HOW TO COMPLETE THIS TASK
Produce word for word the lines of the data below running from the one that has "Target: asphalt road" to the one that has "Target: blue and yellow bus", inclusive, and no others.

INFORMATION GIVEN
* * * * *
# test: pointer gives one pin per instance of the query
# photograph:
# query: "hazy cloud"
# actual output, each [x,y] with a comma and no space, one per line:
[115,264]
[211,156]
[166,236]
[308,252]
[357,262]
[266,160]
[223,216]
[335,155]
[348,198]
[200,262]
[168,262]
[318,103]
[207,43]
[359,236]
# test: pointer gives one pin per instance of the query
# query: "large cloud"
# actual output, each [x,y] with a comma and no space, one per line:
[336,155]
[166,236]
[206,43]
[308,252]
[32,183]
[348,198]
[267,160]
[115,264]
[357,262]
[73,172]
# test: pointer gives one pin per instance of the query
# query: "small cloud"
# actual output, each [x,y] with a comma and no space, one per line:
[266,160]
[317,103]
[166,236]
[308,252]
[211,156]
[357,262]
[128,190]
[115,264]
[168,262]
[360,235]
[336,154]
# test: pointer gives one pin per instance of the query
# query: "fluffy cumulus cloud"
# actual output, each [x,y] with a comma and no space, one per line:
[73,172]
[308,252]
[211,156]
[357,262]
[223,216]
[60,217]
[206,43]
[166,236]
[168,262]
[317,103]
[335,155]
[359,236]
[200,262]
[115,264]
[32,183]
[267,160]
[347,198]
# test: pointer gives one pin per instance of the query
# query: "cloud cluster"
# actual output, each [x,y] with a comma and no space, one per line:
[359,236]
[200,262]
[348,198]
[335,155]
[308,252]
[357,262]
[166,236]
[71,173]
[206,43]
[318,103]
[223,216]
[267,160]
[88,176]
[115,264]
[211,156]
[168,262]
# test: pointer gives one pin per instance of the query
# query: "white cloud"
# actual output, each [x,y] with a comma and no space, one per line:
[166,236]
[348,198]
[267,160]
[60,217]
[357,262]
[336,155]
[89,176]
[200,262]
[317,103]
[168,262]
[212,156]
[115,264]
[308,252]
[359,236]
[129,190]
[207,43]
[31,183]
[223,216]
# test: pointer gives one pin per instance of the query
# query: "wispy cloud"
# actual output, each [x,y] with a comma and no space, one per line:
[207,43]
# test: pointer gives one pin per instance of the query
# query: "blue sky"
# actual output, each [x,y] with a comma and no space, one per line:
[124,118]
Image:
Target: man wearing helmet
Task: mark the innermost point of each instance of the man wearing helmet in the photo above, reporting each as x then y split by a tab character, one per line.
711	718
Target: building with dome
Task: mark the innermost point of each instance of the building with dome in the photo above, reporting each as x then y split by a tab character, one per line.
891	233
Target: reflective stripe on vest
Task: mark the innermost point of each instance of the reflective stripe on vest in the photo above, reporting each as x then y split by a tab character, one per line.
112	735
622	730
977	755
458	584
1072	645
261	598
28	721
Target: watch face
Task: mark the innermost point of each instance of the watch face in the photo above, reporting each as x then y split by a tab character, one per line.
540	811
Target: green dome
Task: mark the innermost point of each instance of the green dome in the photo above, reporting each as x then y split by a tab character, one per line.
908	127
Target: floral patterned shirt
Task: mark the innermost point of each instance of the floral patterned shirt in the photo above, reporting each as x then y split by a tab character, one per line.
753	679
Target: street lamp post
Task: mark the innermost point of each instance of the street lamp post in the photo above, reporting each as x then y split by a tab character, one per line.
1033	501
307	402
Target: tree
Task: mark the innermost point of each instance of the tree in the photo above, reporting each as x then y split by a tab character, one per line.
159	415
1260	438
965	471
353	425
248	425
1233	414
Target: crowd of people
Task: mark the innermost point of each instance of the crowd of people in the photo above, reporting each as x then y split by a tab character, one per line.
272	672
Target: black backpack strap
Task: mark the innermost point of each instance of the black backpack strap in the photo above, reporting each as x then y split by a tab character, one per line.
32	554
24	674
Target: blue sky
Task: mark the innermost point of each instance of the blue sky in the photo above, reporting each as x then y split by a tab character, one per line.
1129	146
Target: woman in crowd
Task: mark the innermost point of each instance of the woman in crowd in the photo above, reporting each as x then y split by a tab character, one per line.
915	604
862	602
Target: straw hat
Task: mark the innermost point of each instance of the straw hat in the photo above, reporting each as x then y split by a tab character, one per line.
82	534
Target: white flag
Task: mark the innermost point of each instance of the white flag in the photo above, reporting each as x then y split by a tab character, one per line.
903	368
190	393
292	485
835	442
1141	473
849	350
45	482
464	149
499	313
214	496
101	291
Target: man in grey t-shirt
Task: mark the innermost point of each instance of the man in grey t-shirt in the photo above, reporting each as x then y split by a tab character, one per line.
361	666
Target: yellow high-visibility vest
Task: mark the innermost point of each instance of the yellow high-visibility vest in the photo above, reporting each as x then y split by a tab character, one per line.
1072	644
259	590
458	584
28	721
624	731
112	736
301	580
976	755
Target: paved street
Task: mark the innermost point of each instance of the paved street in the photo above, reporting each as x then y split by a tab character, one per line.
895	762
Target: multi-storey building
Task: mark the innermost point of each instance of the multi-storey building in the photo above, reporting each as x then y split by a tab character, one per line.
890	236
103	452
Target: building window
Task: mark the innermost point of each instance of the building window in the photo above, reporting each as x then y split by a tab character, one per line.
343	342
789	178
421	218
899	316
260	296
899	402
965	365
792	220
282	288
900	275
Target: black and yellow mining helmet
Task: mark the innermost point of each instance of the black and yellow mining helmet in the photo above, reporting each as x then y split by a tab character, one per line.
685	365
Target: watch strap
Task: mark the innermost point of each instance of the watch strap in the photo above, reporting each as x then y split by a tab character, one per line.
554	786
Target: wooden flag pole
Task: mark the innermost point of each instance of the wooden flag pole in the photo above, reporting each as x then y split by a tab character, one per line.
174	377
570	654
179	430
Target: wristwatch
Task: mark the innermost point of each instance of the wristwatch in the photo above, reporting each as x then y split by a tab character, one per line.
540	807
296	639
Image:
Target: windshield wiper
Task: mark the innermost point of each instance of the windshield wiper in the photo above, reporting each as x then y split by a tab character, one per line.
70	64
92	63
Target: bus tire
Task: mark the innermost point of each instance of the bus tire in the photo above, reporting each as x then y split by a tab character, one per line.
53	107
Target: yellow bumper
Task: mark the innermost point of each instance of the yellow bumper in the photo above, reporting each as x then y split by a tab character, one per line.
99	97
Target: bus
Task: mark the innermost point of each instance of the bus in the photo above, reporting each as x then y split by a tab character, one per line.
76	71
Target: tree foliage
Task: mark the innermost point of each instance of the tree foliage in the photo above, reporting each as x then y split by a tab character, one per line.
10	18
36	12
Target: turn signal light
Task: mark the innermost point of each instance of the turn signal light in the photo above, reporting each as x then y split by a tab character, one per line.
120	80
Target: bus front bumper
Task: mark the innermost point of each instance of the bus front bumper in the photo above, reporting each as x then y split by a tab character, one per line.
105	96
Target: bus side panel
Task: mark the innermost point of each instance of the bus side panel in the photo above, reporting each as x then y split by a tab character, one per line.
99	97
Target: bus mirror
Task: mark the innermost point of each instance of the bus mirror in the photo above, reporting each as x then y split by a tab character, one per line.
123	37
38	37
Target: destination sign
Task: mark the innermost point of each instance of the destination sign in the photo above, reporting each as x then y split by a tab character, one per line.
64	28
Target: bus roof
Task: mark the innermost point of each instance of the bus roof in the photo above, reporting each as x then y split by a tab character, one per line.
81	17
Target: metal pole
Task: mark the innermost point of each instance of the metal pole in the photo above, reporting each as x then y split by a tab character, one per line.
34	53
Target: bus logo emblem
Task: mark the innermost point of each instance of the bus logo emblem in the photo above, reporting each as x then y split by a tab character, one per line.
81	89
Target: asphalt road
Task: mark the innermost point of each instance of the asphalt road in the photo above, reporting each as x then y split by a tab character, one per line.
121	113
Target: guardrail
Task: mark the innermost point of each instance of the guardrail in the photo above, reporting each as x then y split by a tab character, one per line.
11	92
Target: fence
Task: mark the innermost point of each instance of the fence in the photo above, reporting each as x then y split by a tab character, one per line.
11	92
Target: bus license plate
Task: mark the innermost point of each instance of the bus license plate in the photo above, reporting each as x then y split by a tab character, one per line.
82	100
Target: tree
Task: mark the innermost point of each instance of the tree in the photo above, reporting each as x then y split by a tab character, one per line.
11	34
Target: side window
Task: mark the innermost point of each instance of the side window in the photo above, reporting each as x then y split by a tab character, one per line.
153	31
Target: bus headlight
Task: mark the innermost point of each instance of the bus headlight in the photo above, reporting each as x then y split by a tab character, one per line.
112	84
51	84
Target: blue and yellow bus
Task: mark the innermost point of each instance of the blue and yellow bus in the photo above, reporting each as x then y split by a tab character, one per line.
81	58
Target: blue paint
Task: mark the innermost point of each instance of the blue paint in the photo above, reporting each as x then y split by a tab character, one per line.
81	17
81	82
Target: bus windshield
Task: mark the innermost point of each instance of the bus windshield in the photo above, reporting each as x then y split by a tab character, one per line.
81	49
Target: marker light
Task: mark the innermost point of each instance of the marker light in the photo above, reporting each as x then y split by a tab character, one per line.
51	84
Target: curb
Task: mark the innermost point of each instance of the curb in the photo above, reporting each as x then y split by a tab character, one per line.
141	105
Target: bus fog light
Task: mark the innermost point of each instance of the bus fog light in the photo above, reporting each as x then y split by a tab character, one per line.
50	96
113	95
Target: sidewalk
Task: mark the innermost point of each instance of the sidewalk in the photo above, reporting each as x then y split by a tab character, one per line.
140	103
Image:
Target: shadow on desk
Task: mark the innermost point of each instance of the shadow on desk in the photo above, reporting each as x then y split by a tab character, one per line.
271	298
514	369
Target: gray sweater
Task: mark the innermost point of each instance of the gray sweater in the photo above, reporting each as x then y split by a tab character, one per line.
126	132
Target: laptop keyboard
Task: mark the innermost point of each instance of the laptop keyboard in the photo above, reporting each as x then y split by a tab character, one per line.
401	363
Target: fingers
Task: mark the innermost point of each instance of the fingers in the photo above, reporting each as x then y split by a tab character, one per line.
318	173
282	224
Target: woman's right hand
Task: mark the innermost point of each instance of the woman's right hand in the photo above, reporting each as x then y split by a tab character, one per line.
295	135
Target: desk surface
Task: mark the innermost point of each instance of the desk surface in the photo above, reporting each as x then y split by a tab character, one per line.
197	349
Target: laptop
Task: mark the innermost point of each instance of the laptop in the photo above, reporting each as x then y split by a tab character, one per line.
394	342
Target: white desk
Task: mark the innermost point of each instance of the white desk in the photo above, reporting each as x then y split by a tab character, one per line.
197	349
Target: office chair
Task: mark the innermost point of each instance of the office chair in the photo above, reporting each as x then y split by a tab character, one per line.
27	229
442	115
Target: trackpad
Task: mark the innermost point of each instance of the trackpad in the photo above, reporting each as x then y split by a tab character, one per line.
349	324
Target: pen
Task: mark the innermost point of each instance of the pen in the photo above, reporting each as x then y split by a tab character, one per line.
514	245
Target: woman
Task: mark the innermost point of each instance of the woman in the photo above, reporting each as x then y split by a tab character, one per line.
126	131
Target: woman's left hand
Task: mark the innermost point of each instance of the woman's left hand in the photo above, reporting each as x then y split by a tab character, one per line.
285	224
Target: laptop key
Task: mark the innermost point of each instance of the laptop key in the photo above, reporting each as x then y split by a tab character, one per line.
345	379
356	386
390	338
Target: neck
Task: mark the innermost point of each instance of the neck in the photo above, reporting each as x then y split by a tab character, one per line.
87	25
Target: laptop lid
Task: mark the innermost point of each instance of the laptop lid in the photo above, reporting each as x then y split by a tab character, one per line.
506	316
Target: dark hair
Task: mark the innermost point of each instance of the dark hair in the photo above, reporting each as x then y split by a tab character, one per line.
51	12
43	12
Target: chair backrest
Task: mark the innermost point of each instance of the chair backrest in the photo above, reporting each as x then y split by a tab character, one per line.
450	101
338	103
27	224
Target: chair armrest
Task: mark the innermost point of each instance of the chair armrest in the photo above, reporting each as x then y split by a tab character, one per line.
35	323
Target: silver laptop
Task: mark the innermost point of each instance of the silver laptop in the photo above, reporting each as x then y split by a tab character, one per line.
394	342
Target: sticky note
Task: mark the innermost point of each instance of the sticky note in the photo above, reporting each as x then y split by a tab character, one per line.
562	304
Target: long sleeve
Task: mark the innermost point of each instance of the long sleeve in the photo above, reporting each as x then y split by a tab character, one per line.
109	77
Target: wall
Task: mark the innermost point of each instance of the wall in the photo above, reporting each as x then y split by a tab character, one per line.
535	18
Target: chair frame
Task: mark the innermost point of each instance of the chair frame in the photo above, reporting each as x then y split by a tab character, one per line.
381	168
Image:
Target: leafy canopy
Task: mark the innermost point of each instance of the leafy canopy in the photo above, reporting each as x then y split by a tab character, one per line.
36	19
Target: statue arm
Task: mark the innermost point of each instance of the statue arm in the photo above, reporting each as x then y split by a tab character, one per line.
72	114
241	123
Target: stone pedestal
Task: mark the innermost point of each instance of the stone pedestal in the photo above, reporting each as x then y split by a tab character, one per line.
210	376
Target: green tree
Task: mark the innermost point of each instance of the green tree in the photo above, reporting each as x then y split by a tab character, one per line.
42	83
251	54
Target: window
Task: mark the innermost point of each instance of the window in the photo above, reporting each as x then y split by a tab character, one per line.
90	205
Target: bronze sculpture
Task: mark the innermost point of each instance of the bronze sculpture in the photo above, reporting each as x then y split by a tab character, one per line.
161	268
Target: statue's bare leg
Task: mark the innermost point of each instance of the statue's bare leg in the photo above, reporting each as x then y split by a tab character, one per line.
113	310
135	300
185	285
* * * * *
FINAL ANSWER
Target: asphalt road
Task: mark the innermost point of each instance of the asphalt road in the photo above, reporting each as x then y split by a tab character, one per line.
121	113
Target: guardrail
Task: mark the innermost point of each instance of the guardrail in the photo above, reporting each as x then y split by a tab character, one per line.
11	92
Target: fence
Task: mark the innermost point of each instance of the fence in the photo above, reporting each as x then y split by a tab character, one per line.
11	92
Target: bus license plate
Task: mark the innermost point of each instance of the bus license plate in the photo above, reporting each as x then y split by a tab character, one per line.
82	100
Target: tree
Task: mark the innermost point of each instance of the tree in the photo above, reporting each as x then y split by a tab character, one per line.
11	34
Target: side window
Task: mark the innermost point of each instance of the side window in the photo above, reporting each as x then y split by a tab character, one per line.
153	31
Target: bus headlight
Task: mark the innermost point of each instance of the bus headlight in the photo above, reporting each as x then y split by a tab character, one per line.
112	84
51	84
Target: blue and yellow bus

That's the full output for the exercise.